The answer must be a single number: the count of lines in these records that hold "shirt".
■ ■ ■
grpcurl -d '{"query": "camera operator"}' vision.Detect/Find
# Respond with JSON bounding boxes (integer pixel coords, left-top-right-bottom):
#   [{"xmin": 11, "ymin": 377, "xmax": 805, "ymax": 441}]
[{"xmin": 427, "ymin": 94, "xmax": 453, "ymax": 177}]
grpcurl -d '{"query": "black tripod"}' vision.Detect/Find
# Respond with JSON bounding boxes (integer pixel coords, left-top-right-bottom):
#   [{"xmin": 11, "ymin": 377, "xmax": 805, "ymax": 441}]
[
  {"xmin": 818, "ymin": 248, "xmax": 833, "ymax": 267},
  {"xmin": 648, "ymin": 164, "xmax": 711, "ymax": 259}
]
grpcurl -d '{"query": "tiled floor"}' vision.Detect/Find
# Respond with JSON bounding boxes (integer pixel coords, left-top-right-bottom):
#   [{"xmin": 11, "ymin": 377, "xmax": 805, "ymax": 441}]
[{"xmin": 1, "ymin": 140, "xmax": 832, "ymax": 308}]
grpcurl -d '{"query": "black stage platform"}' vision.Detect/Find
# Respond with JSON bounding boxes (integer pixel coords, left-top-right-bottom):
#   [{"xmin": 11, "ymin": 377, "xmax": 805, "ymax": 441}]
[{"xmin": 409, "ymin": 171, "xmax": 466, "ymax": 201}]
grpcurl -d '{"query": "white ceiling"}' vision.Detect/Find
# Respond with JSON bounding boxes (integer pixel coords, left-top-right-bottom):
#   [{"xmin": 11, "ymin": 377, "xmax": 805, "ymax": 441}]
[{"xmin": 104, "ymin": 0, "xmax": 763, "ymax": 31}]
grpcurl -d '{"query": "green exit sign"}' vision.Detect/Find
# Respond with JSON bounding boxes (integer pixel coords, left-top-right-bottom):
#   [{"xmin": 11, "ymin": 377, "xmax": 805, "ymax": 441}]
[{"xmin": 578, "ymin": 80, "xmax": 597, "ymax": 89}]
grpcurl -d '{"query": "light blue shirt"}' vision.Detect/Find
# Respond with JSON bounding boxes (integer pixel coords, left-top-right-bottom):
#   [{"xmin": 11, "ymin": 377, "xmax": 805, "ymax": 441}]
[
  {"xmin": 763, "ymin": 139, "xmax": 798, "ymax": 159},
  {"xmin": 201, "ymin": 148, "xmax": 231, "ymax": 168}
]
■ ■ ■
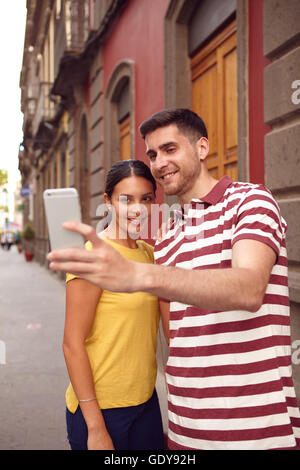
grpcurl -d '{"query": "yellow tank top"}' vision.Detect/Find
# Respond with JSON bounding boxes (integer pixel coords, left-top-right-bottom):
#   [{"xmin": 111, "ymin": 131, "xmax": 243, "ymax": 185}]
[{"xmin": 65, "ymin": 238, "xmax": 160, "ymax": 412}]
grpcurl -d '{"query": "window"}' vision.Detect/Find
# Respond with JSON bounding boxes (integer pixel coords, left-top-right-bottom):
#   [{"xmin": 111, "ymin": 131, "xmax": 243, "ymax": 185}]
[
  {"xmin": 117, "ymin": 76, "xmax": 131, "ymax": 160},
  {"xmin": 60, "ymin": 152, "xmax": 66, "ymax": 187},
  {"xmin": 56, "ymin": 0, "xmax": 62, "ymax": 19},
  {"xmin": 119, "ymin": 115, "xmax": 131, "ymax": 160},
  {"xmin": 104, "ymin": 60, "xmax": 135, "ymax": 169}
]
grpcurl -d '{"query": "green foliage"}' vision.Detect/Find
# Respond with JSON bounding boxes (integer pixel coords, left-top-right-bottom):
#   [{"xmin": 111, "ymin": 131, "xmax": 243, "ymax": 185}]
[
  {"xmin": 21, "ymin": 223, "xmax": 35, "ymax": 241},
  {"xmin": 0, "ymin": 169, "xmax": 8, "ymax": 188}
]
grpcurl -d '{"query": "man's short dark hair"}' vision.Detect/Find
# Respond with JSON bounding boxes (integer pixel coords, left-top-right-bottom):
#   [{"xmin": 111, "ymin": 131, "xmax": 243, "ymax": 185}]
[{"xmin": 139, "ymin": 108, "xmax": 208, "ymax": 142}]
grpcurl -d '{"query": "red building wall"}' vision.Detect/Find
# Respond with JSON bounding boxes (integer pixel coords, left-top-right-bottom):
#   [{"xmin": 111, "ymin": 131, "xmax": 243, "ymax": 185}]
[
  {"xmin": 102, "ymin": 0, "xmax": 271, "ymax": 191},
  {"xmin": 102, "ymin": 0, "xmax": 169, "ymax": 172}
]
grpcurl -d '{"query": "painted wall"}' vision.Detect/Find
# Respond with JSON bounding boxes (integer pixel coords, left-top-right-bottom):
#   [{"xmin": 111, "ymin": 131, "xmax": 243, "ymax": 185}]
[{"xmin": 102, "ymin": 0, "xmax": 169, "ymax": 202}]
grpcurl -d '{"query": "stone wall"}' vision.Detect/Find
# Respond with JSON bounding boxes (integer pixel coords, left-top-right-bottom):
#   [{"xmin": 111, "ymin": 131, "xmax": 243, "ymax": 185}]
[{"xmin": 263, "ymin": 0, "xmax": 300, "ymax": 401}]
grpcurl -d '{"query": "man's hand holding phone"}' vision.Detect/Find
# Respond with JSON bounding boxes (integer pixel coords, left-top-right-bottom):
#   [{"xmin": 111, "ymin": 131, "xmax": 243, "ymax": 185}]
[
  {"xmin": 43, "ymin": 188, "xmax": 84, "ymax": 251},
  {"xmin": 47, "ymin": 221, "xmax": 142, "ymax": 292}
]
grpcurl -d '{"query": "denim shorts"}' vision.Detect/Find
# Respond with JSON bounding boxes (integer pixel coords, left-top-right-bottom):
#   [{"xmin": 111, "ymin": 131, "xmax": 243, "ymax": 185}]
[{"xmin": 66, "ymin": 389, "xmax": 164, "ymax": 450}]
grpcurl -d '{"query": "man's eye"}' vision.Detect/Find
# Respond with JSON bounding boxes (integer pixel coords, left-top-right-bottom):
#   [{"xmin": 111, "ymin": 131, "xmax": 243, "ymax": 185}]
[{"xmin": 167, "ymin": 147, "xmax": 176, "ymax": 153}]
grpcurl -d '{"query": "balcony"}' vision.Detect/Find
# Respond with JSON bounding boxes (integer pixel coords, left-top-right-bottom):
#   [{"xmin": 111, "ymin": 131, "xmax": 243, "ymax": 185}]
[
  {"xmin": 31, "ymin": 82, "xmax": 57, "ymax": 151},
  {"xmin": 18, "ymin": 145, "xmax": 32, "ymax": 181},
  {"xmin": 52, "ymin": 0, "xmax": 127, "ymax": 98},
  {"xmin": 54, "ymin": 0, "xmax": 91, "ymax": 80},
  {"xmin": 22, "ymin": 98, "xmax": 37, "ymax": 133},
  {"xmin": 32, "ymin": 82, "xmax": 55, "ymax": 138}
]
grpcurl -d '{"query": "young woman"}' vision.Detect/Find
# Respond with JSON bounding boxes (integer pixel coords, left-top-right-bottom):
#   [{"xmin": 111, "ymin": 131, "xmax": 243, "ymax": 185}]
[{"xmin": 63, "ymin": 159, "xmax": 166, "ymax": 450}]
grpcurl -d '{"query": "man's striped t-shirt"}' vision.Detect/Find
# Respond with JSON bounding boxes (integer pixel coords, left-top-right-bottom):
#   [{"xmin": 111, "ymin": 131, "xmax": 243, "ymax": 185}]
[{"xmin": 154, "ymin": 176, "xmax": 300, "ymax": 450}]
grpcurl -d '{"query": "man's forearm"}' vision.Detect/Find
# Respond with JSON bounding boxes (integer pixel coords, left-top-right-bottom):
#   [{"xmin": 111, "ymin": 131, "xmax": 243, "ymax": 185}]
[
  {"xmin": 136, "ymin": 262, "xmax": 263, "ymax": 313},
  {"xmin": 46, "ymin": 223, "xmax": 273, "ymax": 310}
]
■ ■ ■
→ TASK OUTPUT:
2